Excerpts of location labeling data
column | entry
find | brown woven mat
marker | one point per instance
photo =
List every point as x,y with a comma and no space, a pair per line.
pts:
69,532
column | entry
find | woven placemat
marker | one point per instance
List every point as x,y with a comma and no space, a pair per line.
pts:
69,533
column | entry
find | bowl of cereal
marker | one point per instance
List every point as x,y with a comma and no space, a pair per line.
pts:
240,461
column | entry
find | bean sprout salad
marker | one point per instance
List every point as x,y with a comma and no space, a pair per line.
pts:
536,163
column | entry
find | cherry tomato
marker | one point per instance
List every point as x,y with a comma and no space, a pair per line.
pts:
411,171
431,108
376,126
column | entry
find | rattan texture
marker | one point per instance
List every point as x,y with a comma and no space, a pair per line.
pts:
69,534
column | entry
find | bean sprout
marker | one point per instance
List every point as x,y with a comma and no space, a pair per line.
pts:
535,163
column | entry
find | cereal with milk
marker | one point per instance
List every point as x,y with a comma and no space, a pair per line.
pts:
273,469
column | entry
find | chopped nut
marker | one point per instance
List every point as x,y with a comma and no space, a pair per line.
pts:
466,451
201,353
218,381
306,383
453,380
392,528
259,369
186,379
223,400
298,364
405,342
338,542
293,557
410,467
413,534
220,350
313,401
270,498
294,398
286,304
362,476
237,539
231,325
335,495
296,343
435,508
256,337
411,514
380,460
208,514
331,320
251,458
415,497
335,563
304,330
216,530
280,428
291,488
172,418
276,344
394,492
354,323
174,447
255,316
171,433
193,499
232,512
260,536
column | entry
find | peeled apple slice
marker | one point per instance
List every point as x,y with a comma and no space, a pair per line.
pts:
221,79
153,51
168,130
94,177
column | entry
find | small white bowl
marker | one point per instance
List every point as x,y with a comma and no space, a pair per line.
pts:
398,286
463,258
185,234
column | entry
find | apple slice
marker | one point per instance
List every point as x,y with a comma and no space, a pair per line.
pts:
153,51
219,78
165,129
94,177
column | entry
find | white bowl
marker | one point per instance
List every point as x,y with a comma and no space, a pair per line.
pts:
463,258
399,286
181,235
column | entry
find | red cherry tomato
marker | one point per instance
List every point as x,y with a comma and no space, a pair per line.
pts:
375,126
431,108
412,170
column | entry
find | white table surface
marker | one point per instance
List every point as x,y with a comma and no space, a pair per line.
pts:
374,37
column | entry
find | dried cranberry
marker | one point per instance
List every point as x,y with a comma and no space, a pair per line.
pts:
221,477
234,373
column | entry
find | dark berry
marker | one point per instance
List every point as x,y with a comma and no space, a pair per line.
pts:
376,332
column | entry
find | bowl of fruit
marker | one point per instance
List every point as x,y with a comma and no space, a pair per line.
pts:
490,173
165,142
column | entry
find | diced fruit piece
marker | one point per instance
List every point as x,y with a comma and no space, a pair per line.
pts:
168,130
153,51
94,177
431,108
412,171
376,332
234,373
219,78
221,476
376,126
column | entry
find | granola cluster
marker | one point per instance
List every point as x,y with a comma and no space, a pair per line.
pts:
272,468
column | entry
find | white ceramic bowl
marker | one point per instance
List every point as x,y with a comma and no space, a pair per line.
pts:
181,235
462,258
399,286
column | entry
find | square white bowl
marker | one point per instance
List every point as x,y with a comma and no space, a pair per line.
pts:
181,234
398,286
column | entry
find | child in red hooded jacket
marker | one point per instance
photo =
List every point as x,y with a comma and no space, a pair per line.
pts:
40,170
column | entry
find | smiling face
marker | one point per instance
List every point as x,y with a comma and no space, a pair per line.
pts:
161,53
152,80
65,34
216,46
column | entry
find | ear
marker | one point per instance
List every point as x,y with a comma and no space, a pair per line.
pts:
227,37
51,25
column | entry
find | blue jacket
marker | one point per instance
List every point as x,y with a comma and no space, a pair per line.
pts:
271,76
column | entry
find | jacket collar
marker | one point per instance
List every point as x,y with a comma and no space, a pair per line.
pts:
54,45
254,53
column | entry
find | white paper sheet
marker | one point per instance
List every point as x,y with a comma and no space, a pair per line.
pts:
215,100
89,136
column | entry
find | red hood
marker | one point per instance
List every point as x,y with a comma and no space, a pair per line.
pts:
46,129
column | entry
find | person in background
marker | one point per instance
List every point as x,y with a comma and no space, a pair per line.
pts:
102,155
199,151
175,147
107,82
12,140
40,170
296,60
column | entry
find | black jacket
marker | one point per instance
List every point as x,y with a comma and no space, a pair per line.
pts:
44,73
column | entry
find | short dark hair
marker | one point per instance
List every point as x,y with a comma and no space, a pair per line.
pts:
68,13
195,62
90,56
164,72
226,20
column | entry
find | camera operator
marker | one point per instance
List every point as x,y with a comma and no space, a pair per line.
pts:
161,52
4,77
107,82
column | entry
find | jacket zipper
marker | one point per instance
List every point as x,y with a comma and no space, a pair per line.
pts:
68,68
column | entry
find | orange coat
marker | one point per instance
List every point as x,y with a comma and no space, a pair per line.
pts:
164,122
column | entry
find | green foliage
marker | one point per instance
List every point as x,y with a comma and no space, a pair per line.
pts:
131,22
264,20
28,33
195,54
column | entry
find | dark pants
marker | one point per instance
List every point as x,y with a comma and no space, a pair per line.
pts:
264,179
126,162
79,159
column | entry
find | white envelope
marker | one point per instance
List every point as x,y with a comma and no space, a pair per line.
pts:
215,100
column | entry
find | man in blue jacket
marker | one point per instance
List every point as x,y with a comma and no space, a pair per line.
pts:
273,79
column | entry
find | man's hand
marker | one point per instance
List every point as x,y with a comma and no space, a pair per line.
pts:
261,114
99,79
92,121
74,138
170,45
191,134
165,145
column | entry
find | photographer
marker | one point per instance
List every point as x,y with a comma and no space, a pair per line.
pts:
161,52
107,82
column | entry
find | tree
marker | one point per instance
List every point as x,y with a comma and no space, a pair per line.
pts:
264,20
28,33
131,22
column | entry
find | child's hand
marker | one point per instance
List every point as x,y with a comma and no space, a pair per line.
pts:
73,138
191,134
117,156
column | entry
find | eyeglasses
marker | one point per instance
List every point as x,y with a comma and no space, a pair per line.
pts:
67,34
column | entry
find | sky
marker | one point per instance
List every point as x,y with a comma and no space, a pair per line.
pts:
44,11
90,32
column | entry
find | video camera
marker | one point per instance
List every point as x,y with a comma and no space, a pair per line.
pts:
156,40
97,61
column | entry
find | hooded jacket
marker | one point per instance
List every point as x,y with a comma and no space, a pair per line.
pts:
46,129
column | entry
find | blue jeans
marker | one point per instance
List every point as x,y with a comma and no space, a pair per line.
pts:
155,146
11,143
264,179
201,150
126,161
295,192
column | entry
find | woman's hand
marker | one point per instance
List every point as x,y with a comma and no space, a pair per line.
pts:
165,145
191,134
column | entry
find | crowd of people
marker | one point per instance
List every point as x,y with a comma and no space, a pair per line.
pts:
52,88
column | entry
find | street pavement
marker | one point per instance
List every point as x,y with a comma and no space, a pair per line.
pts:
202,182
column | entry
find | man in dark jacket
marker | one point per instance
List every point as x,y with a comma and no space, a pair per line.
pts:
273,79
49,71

**Your goal:** Restate all of the entries exactly, please.

**The completed task:**
column | entry
find | brown woven mat
marker | one point per instance
photo =
List every point as x,y with a comma and no space, a pair per line.
pts:
69,532
column | entry
find | woven placemat
marker | one point per instance
List every point as x,y with a comma and no space, a pair per line.
pts:
69,533
column | entry
find | bowl of cereal
marker | one point per instance
List every point as x,y with a comma and no space, a pair per line.
pts:
240,461
column | entry
find | bean sprout salad
marker | one point per instance
List every point as x,y with a comma and no space, a pair per line.
pts:
536,163
column | entry
find | cherry tomato
marker | one point per instance
List every point as x,y with a comma and no space, a pair per line.
pts:
411,171
431,108
376,126
column | entry
find | rattan texture
marker | one point per instance
List every point as x,y with a comma and no space, a pair per line.
pts:
69,534
column | entry
find | bean sprout
marker | one point per instance
List every point as x,y with a comma and no space, a pair per line.
pts:
535,163
column | entry
find | cereal with milk
marker | one point per instance
List every point as x,y with a comma and no space, a pair per line.
pts:
273,469
column | entry
find | chopped nut
marker | one point per instance
List every point as x,y with a comma and no space, a pair per line.
pts:
466,451
201,353
218,381
306,383
453,380
392,528
259,369
186,379
223,400
298,364
405,342
338,542
293,557
410,467
413,534
220,350
313,401
270,498
294,398
286,304
362,476
237,539
231,325
335,495
296,343
435,508
256,337
411,514
380,460
208,514
331,320
251,458
415,497
335,563
304,330
216,530
280,428
291,488
172,418
276,344
394,492
354,323
174,447
255,316
171,433
193,499
232,512
260,536
column | entry
find | peeled apple slice
marker | one point per instance
List every point as x,y with a comma and no space, a pair per line.
pts:
221,79
153,51
168,130
94,177
column | entry
find | small white bowl
marker | one point per instance
List every point as x,y with a comma and no space, a pair per line.
pts:
398,286
463,258
185,234
column | entry
find | apple slice
marker | one point per instance
List every point as x,y with a comma and no space, a pair per line.
pts:
153,51
219,78
165,129
94,177
column | entry
find | white bowl
marker | one point per instance
List every point as x,y with a comma and no space, a pair per line.
pts:
463,258
399,286
181,235
column | entry
find | red cherry tomato
marker | one point per instance
List every point as x,y with a comma and no space, a pair per line.
pts:
375,126
431,108
412,170
column | entry
find | white table surface
marker | one point per instance
List every point as x,y with a comma and no space, a pair per line.
pts:
374,37
column | entry
find | dried cranberry
marker | one point per instance
List every point as x,y with a comma and no space, a pair per line.
pts:
221,477
234,373
column | entry
find | dark berry
marker | one point per instance
List every point as x,y with a comma and no space, a pair per line.
pts:
376,332
column | entry
find | bowl of fruit
marker | one point per instance
List every point as x,y with a comma and no space, a pair per line.
pts:
490,173
165,142
column | entry
find | diced fruit piece
marker | one point per instance
List every point as x,y with a comma and no space, a pair per line.
pts:
168,130
153,51
94,177
431,108
412,171
376,332
234,373
219,78
221,476
376,126
column | entry
find | granola cluster
marker | one point per instance
List every point as x,y with a comma and no space, a pair per line.
pts:
272,468
column | entry
find | white ceramic bowl
marker | one point per instance
List every point as x,y with a comma and no space, a pair per line.
pts:
181,235
462,258
399,286
column | entry
find | square white bowl
marker | one point per instance
List every point as x,y with a comma and no space, a pair per line.
pts:
181,234
398,286
column | entry
find | child in red hooded jacket
marker | one point per instance
photo =
List every point as x,y with a comma and no space, a pair per line.
pts:
40,170
column | entry
find | smiling face
marker | one point per instance
List every point as x,y with a comma and no space, a pair per line.
pts:
161,53
152,80
65,34
216,46
column | entry
find | ear
marker | one point per instance
List every point as x,y with a comma and no space, a pair per line.
pts:
227,37
51,25
column | entry
find | blue jacket
marker | one point per instance
List every point as x,y with a comma and no space, a pair per line.
pts:
271,76
column | entry
find | jacket collar
marker | one point per instance
List every point as x,y with a comma and no space, a pair per line.
pts:
54,45
254,53
column | entry
find | white paper sheet
marker | one point per instance
List every point as x,y with a comma and no space, a pair per line.
pts:
215,100
89,136
column | entry
find | red hood
marker | one point per instance
List every point as x,y with a comma and no space, a pair per line.
pts:
46,129
column | entry
find | person in background
marker | one point per instance
List every point as x,y with a comma and no space, a pair per line.
pts:
102,155
199,151
175,147
107,82
12,140
40,170
296,60
column | entry
find | black jacket
marker | one point per instance
List every point as x,y with a comma and no space, a pair per line.
pts:
44,73
column | entry
find | short dark hair
marker | one point per instance
List every point as x,y with a comma and no space, a pair per line.
pts:
68,13
195,62
90,56
164,72
226,20
column | entry
find | camera operator
marker | one point per instance
List every point as x,y with a comma and no space, a pair per line.
pts:
161,52
4,77
107,82
column | entry
find | jacket zipper
marker | one point per instance
List every point as x,y with a comma and no space, a pair per line.
pts:
68,68
column | entry
find | orange coat
marker | one point per instance
List every point as x,y with a comma and no space, a pair per line.
pts:
164,122
column | entry
find | green foliage
marker | one point per instance
List every point as x,y with a comma and no space, a pair per line.
pts:
131,22
264,20
28,33
195,54
column | entry
find | dark pants
marker | one point per instance
List every point as x,y with a comma and no space, a pair per line.
pts:
264,179
126,162
79,159
column | entry
find | white envelope
marker | one point per instance
List every point as x,y with a comma and no space, a pair per line.
pts:
215,100
column | entry
find | man in blue jacket
marker | one point per instance
List every point as x,y with a comma and no space, a pair per line.
pts:
273,79
column | entry
find | man's hand
marker | one point per instance
List every point as x,y with a comma and no space, a pair per line.
pts:
261,114
99,79
92,121
74,138
170,45
191,134
165,145
column | entry
find | photographer
marker | one point per instance
List every point as x,y with a comma and no space, a pair per line.
pts:
161,52
107,82
column | entry
find | tree
marker | one point per instance
List every point as x,y with a comma and no space, a pair per line.
pts:
264,20
28,33
131,22
column | entry
find | child's hand
marker | one point per instance
List every point as x,y with a comma and no space, a pair per line.
pts:
73,138
191,134
117,156
column | entry
find | eyeglasses
marker | one point per instance
List every point as x,y with a comma and no space, a pair per line.
pts:
67,34
column | entry
find | sky
marker | one point per instance
List every point as x,y with a comma and no space, a pair per line.
pts:
44,11
90,32
column | entry
find | video camera
marker | one point per instance
List every point as x,y with a comma and no space, a pair per line.
pts:
156,40
97,61
column | entry
find | hooded jacket
marker | one point per instance
List every point as x,y with a comma and no space, a pair per line.
pts:
46,129
column | entry
find | blue jeans
marker | one point per instance
List every point as x,y with a comma and no space, a pair per line.
pts:
155,146
11,143
264,179
201,150
126,161
295,192
column | entry
find | woman's hand
marker | one point per instance
List every point as x,y with a comma and no space, a pair per line.
pts:
165,145
191,134
column | entry
find | crowd of people
marker | one point per instance
List every point as x,y with a comma and no space, a pair per line.
pts:
52,88
column | entry
find | street pavement
marker | one point per instance
List every point as x,y with a comma and no space, a pair per line.
pts:
202,182
column | entry
find | man in dark jacket
marker | one point per instance
List every point as x,y with a comma and no space, a pair per line.
pts:
273,79
49,71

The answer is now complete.